● What needs to be done
The records below are to be transcribed in full, exactly as given.

● Source information
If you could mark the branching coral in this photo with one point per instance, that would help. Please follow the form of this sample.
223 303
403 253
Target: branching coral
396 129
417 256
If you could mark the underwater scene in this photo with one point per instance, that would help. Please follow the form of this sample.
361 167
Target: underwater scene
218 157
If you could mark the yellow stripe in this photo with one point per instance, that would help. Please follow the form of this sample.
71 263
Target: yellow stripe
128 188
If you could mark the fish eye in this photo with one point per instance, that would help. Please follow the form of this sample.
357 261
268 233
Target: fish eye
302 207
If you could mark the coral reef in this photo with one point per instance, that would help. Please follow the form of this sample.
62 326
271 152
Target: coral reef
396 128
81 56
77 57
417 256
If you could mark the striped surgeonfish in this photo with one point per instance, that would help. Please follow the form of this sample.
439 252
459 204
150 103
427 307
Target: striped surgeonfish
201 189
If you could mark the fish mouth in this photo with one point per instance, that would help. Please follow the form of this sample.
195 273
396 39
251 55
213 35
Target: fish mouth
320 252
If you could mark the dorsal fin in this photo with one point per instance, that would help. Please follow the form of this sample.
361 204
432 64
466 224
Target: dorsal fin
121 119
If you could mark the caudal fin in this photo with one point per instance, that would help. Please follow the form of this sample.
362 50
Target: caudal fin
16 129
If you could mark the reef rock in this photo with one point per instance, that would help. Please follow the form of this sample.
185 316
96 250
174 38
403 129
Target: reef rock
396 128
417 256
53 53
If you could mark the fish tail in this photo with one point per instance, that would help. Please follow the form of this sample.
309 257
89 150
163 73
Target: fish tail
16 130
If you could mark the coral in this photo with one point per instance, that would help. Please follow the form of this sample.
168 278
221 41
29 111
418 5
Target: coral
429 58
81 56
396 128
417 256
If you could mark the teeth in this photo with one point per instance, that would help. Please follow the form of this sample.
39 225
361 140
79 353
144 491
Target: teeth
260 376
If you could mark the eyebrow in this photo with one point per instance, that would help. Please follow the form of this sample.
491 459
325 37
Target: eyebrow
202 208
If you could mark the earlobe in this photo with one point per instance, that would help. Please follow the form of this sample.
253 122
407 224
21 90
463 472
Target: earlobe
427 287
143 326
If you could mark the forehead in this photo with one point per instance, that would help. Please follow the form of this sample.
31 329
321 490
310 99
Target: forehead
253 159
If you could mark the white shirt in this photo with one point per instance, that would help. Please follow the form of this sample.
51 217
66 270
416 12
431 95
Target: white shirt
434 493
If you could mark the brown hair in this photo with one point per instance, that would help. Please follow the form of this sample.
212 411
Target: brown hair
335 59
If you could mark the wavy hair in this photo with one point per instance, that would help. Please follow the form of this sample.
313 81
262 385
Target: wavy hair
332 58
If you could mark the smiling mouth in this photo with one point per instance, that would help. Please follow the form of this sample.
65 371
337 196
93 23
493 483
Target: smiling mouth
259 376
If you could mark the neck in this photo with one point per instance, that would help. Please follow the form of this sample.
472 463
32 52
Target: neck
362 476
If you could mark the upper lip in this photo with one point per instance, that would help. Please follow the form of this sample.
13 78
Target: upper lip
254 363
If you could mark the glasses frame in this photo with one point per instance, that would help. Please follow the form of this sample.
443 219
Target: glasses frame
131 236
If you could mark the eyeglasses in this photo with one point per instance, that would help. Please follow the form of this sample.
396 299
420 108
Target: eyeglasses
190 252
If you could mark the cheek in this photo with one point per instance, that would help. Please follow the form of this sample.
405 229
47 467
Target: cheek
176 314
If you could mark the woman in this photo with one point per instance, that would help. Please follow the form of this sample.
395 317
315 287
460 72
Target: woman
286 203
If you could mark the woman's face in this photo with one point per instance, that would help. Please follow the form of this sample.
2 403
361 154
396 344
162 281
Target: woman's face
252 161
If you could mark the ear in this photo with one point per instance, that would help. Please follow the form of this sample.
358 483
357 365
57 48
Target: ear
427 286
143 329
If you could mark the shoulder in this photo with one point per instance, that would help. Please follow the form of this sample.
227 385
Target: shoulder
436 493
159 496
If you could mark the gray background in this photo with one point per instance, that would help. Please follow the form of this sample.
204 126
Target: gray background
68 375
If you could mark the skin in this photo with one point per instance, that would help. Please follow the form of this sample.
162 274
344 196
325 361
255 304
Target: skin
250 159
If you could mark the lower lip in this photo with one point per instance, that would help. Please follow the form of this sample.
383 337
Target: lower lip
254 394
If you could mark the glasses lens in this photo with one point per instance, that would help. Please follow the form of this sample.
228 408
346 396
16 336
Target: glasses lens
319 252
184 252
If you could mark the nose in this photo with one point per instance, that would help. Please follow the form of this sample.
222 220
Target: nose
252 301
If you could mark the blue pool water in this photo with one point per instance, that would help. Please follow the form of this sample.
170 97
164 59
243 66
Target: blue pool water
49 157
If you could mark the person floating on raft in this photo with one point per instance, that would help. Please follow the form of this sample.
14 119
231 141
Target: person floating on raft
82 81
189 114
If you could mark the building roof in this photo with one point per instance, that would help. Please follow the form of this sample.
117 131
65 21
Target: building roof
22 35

● Output of the exercise
If you could mark the branching coral in this photo with one point per instance, that would help. Please follow the form of this sample.
223 303
403 253
Target: branching coral
396 129
417 256
If you could mark the underwater scene in this photo with one point per instance, that would help. Please follow the form of this sample.
361 167
Target: underwater scene
218 157
If you could mark the yellow stripe in this photo with one point per instance, that would help. Please follow the form of this sample.
71 263
Target: yellow stripe
128 188
If you could mark the fish eye in this photo with one point per instance, that would help. Please follow the form of this sample.
357 261
268 233
Target: fish eye
302 207
If you could mark the coral reef in this photo with one point per instance, that would help. Please follow the form of this sample.
62 326
271 152
Target: coral reef
396 128
81 56
77 57
417 256
If you could mark the striped surgeonfish in this photo with one point per instance, that would help. Please follow the form of this sample.
439 252
459 204
150 103
427 307
Target: striped surgeonfish
201 189
If you could mark the fish mouth in this photo with one point per instance, that would help. Please follow the form of this sample.
195 273
396 39
251 55
213 35
Target: fish mouth
320 252
If you could mark the dorsal fin in this photo with one point per instance, that would help. Please follow the form of this sample.
361 204
432 64
466 224
Target: dorsal fin
121 119
If you could mark the caudal fin in this photo with one point per instance, that would help. Please follow the form of this sample.
362 50
Target: caudal fin
16 129
If you could mark the reef rock in this photo with one point per instance, that would help. Please follow the form of this sample.
185 316
96 250
174 38
403 129
Target: reef rock
396 128
417 256
53 53
If you could mark the fish tail in this photo with one point per instance, that would help. Please follow the form of this sample.
309 257
89 150
163 73
Target: fish tail
16 130
If you could mark the coral in this photo with one point per instance, that would help. Please follow the form of this sample.
168 278
221 41
29 111
418 5
Target: coral
429 58
81 56
396 128
417 256
If you could mark the teeth in this photo with one point per instance, that would help. Please follow the form of this sample.
39 225
361 140
79 353
144 491
Target: teeth
260 376
If you could mark the eyebrow in this photo with one point per instance, that would help. Please follow the form of this sample.
491 459
325 37
Target: eyebrow
202 208
If you could mark the earlobe in this photo with one point per instance, that would help. Please follow the form of this sample.
253 122
407 224
21 90
463 472
Target: earlobe
427 287
143 326
If you could mark the forehead in this photo with one point per instance, that would help. Please follow the form of this sample.
31 329
321 490
310 99
Target: forehead
253 159
If you could mark the white shirt in this photo with one point per instance, that would help. Please follow the form of this sample.
51 217
66 270
416 12
431 95
Target: white shirt
434 493
If you could mark the brown hair in this photo with one point per instance, that would help. Please follow the form of this sample.
212 411
Target: brown hair
335 59
If you could mark the wavy hair in this photo with one point per instance, that would help. Please follow the form of this sample.
313 81
262 385
Target: wavy hair
332 58
If you could mark the smiling mouth in this photo with one point per instance, that would help. Please follow the form of this sample.
65 371
337 196
93 23
493 483
Target: smiling mouth
259 376
If you could mark the neck in this photo with one point per instance, that would help. Please follow the form of this sample.
472 463
32 52
Target: neck
362 476
If you could mark the upper lip in this photo with one point per instance, that would help. Please follow the form of this sample.
13 78
Target: upper lip
254 363
If you could mark the glasses frame in this photo with one point per instance, that would help. Please follow the form of this sample.
443 219
Target: glasses frame
131 236
If you could mark the eyeglasses in this photo with one point per instance, that would help. Please follow the form of this sample.
396 299
420 108
Target: eyeglasses
190 252
If you could mark the cheek in this photo with one point per instance, that would help. Please follow the form of this sample.
405 229
47 467
Target: cheek
176 314
If you could mark the woman in this photo with one point per instance, that would help. Please follow the form of this sample.
395 317
315 287
460 72
Target: woman
286 203
If you could mark the woman's face in this photo with one point per instance, that would help. Please follow the form of this sample.
2 403
361 154
396 344
162 281
Target: woman's face
252 161
If you could mark the ear in this photo with one point per instance, that would help. Please follow the form of this sample.
358 483
357 365
57 48
Target: ear
427 286
143 329
If you could mark the shoulder in this photo with one point per instance, that would help. Please follow the form of this sample.
227 385
Target: shoulder
436 493
159 496
If you could mark the gray background in this photo with one point per instance, that would help. Please follow the form of this sample.
204 126
Target: gray background
68 375
If you could mark the skin in this photo with one point per instance, that would help. Please follow the form of this sample.
162 274
344 196
325 361
255 304
Target: skin
250 159
If you could mark the lower lip in this photo with one point per instance, that would help. Please follow the form of this sample.
383 337
Target: lower lip
254 394
If you could mark the glasses lens in this photo with one point per instance, that would help. Please follow the form of this sample.
228 408
346 396
16 336
Target: glasses lens
319 252
184 252
If you could mark the nose in this photo with one point per instance, that would help. Please follow the form of this sample.
222 220
Target: nose
252 301
If you could mark the blue pool water in this photo with one point per instance, that would help. Please follow the form of this sample.
170 97
164 59
243 66
Target: blue pool water
49 157
If you could mark the person floating on raft in this photo with one point per instance, that would help. Please follow the form of this sample.
14 119
231 141
Target: person floating on raft
82 81
189 114
If you could mark the building roof in this photo with one point per instance, that would help. Please follow the form of this sample.
117 131
65 21
Target: building roof
22 35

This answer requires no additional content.